→ Exercises:
1. Reproduce the stretch of the solve help page from "Solver-class object. Not" through "solution was found).".
2. Answer these from the solve help page:
(a) What kind of object is argument b?
(b) Where are the arguments given as "..." passed?
(c) What does the "runtime" attribute denote?
3. Resume the solve help page after its final sentence.

-- Start of Extract --

Solve a conservation planning problem.

Arguments

a

ConservationProblem-class or an OptimizationProblem-class object.

b

Solver-class object. Not used if a is an ConservationProblem-class object.

...

arguments passed to compile.

Value

A numeric, matrix, RasterLayer-class, or Spatial-class object containing the solution to the problem. Additionally, the returned object will have the following additional attributes: "objective" containing the solution's objective, "runtime" denoting the number of seconds that elapsed while solving the problem, and "status" describing the status of the solution (e.g. "OPTIMAL" indicates that the optimal solution was found).

-- End of Extract --
-- Start of Dataset excerpt --

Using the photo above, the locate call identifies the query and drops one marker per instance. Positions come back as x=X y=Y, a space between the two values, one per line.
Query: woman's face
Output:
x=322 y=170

-- End of Dataset excerpt --

→ Final results:
1.
Solver-class object. Not used if a is an ConservationProblem-class object.

...

arguments passed to compile.

Value

A numeric, matrix, RasterLayer-class, or Spatial-class object containing the solution to the problem. Additionally, the returned object will have the following additional attributes: "objective" containing the solution's objective, "runtime" denoting the number of seconds that elapsed while solving the problem, and "status" describing the status of the solution (e.g. "OPTIMAL" indicates that the optimal solution was found).

2.
(a) A Solver-class object.
(b) To compile.
(c) The number of seconds that elapsed while solving the problem.

3.
Details

The object returned from this function depends on the argument to a. If the argument to a is an OptimizationProblem-class object, then the solution is returned as a logical vector showing the status of each planning unit in each zone. On the other hand, if the argument to a is an ConservationProblem-class object, then the type of object returned depends on the number of solutions generated and the type data used to represent planning unit costs in the argument to a.

numeric

vector containing the solution. Here, Each element corresponds to a different planning unit. If multiple solutions are generated, then the solution is returned as a list of numeric vectors.

matrix

containing numeric values for the solution. Here, rows correspond to different planning units, and fields (columns) correspond to different management zones. If multiple solutions are generated, then the solution is returned as a list of matrix objects.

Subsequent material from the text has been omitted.